═════ Given data ═════

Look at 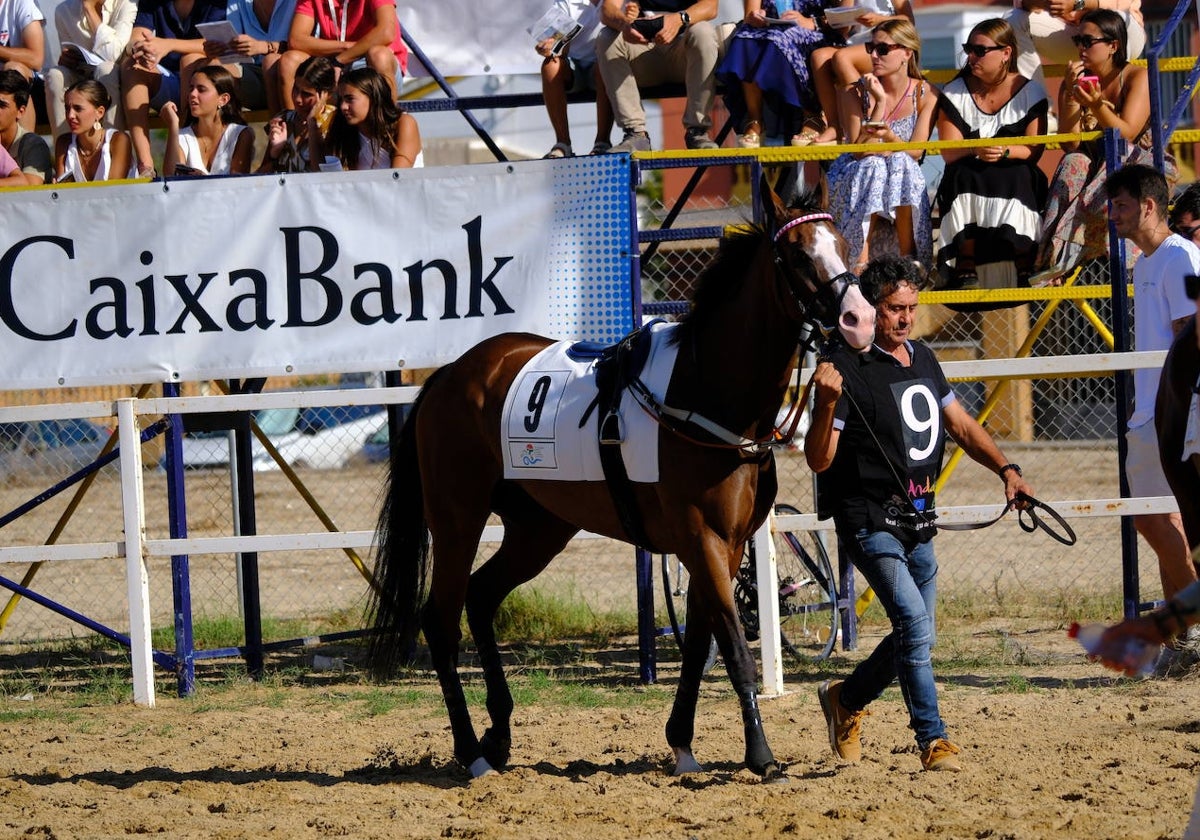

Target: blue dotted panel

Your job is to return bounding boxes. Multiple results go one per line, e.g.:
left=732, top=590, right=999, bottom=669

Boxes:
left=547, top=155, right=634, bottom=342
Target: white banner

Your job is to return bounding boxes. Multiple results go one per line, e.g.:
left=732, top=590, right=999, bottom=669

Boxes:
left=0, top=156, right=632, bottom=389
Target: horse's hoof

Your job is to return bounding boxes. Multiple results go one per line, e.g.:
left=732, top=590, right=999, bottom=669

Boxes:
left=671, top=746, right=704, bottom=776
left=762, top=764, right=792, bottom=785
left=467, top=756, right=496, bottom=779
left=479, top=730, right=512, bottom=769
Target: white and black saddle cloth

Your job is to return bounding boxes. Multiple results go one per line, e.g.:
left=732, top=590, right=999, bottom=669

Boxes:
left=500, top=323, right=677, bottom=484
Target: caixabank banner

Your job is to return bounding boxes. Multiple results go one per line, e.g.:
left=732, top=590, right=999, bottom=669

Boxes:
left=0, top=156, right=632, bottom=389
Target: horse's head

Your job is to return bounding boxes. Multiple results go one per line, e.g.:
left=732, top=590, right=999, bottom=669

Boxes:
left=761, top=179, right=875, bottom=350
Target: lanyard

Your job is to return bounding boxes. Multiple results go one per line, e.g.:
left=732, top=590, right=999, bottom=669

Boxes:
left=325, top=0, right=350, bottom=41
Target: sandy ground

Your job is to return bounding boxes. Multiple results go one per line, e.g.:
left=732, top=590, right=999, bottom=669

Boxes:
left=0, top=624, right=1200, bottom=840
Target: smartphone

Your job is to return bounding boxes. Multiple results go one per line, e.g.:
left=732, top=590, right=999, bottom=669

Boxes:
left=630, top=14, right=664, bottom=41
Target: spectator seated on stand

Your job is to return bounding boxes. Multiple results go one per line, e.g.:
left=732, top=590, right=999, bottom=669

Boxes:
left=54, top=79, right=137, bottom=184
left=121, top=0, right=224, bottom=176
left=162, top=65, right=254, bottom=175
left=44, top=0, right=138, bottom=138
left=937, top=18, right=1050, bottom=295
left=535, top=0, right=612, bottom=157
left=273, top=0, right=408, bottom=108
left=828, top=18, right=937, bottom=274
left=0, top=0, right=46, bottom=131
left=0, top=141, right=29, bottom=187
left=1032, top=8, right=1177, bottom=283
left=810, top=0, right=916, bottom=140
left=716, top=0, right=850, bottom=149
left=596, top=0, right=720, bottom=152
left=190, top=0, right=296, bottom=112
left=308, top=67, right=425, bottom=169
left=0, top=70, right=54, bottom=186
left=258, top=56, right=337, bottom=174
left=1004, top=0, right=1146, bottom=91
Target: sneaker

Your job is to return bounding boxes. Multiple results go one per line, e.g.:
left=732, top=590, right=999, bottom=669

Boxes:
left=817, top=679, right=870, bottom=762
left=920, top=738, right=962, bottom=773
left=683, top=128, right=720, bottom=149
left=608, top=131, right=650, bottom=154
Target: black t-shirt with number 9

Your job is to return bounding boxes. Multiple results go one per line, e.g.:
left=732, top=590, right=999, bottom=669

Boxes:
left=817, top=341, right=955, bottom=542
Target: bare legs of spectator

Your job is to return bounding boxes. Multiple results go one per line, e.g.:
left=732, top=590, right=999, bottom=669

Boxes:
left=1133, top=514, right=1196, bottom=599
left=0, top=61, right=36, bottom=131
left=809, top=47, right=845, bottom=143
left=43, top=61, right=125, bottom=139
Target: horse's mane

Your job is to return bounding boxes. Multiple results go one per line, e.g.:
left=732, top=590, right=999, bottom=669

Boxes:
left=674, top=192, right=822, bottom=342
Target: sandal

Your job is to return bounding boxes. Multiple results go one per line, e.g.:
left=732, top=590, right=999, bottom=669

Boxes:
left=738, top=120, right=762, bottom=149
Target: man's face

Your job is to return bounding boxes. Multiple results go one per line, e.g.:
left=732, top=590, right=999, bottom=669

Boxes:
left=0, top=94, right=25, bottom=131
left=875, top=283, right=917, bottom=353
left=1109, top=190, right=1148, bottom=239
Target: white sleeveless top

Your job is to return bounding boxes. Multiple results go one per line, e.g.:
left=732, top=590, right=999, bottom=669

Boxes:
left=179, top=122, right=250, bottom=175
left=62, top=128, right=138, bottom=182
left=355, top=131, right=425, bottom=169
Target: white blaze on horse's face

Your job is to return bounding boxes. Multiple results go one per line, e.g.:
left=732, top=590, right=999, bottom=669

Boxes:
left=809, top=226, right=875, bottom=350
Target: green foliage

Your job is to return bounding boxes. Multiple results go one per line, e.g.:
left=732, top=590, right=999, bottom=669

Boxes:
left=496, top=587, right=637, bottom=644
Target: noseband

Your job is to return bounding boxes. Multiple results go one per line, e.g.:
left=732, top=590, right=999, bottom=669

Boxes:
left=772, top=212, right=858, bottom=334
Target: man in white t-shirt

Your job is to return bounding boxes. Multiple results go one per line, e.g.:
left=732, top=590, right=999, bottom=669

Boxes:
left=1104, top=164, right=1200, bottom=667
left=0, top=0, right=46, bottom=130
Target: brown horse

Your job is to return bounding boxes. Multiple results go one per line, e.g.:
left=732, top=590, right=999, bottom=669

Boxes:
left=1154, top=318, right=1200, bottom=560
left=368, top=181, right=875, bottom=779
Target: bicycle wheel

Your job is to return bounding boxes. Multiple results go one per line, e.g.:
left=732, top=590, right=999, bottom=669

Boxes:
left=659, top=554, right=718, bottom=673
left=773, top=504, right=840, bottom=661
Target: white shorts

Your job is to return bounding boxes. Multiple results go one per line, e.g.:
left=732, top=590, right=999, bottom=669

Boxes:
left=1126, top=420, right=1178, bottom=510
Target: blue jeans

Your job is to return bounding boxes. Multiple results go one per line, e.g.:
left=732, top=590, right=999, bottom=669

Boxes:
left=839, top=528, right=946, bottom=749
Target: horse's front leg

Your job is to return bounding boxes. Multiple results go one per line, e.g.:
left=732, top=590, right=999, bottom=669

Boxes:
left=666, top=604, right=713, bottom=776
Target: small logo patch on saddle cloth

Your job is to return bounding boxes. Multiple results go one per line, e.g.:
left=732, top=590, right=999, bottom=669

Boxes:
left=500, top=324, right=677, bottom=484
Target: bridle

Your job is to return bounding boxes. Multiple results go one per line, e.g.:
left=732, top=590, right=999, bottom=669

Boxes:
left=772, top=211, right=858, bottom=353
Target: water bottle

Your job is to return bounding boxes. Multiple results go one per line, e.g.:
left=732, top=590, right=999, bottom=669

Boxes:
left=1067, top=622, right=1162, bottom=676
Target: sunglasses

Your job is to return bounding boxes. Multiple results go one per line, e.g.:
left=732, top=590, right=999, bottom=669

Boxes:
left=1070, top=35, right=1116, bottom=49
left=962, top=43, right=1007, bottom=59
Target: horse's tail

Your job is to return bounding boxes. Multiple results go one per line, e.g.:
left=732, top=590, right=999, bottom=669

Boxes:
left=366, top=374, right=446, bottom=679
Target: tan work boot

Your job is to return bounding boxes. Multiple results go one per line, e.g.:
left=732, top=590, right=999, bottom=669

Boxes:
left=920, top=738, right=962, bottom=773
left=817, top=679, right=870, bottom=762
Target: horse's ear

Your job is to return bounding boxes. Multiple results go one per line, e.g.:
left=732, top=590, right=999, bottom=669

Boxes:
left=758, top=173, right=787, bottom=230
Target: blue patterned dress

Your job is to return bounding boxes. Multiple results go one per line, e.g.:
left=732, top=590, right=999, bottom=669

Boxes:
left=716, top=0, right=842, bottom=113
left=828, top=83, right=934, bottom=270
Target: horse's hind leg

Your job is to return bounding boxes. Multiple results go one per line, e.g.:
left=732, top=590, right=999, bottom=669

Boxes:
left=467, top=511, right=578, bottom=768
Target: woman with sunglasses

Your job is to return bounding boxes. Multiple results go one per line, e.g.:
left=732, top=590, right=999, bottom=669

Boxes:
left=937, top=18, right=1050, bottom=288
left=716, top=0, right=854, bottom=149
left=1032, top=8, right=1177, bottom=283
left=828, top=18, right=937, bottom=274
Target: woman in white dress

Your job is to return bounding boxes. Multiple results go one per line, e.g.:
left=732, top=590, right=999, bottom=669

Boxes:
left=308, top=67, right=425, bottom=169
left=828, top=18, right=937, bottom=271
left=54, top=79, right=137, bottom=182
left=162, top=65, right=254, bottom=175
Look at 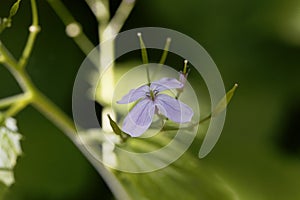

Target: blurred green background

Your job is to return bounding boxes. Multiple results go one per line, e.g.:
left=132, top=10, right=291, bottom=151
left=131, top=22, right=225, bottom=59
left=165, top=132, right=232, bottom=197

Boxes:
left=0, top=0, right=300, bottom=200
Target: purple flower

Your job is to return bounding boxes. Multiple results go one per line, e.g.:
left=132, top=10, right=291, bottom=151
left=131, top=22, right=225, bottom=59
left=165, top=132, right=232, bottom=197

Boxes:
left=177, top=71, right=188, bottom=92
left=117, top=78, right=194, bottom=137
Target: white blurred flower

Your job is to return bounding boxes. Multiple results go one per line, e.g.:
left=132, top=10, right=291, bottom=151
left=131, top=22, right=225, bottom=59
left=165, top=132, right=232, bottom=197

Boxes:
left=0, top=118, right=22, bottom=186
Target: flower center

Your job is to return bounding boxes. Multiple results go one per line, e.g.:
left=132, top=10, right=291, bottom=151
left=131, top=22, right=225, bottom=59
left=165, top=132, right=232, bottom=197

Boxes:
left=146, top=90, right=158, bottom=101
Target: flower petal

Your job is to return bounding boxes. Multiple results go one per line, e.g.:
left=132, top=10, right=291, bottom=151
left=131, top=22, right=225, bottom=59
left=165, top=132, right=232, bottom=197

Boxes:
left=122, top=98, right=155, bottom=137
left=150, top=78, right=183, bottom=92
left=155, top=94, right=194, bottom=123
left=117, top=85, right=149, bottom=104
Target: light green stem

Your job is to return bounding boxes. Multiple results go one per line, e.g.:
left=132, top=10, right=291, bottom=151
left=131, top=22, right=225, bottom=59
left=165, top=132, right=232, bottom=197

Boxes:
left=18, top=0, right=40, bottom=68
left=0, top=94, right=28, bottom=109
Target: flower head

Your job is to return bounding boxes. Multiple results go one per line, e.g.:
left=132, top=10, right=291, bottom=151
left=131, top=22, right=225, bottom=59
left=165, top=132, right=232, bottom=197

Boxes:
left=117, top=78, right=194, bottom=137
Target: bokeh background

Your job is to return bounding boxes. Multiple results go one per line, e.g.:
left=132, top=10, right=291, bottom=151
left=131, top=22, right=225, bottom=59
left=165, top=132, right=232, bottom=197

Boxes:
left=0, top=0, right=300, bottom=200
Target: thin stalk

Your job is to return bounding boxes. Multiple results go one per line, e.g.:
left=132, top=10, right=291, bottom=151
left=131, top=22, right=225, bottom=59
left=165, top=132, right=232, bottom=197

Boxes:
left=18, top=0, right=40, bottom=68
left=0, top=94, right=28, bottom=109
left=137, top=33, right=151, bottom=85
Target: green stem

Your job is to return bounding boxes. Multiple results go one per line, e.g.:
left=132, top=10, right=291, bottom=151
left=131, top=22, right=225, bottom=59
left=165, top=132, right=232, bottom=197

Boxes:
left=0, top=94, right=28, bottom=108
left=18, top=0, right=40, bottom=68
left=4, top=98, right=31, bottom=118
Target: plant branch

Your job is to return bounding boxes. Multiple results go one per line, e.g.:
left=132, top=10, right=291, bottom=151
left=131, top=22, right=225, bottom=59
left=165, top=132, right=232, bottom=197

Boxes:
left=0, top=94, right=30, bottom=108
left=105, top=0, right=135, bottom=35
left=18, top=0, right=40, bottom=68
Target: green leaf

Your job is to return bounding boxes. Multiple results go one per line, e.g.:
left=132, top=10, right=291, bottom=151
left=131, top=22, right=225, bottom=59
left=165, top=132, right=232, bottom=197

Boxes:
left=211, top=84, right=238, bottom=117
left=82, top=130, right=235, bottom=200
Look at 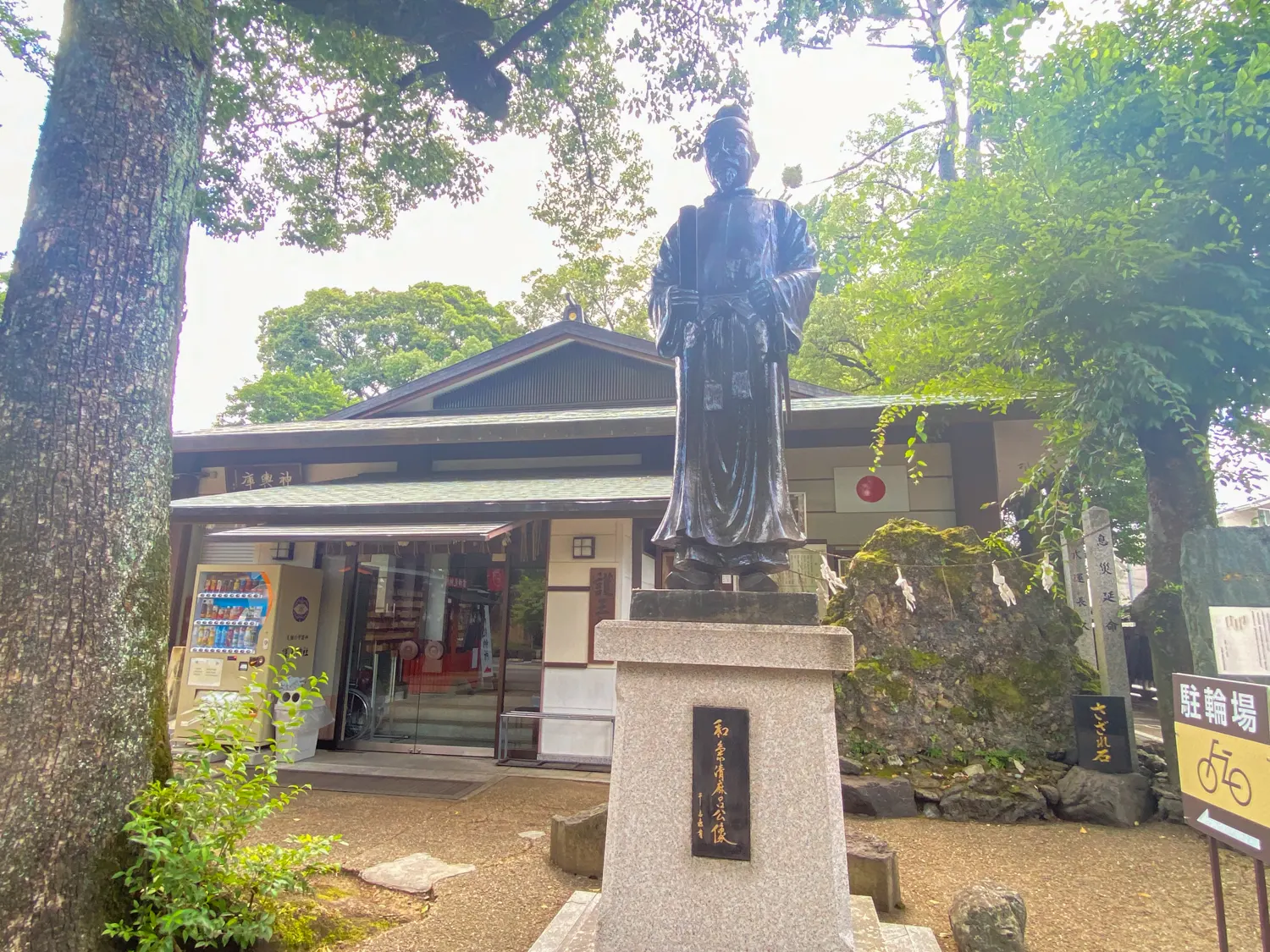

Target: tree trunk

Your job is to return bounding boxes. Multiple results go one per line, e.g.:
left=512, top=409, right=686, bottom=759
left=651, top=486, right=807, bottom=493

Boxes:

═════

> Problem to work on: Express the lines from the one containing "Target: white sleeveless top" through the one containing "left=809, top=226, right=875, bottom=350", both included, as a Markdown table with the columns Row and Line, numbering each row and leaving out blank lines.

> Worked answer:
| Row | Line |
|---|---|
| 1 | Target: white sleeveless top |
| 2 | Your job is to return bounding boxes. Multiple results go one per line, e.g.: |
| 3 | left=732, top=590, right=999, bottom=669 |
| 4 | Boxes: |
| 5 | left=179, top=122, right=250, bottom=175 |
| 6 | left=62, top=128, right=138, bottom=182 |
| 7 | left=355, top=131, right=425, bottom=169 |
| 8 | Target: white blaze on horse's face |
| 9 | Your job is to return bounding boxes. Multiple results go one per line, e.g.: |
| 10 | left=732, top=590, right=999, bottom=669 |
| 11 | Boxes: |
| 12 | left=809, top=226, right=875, bottom=350 |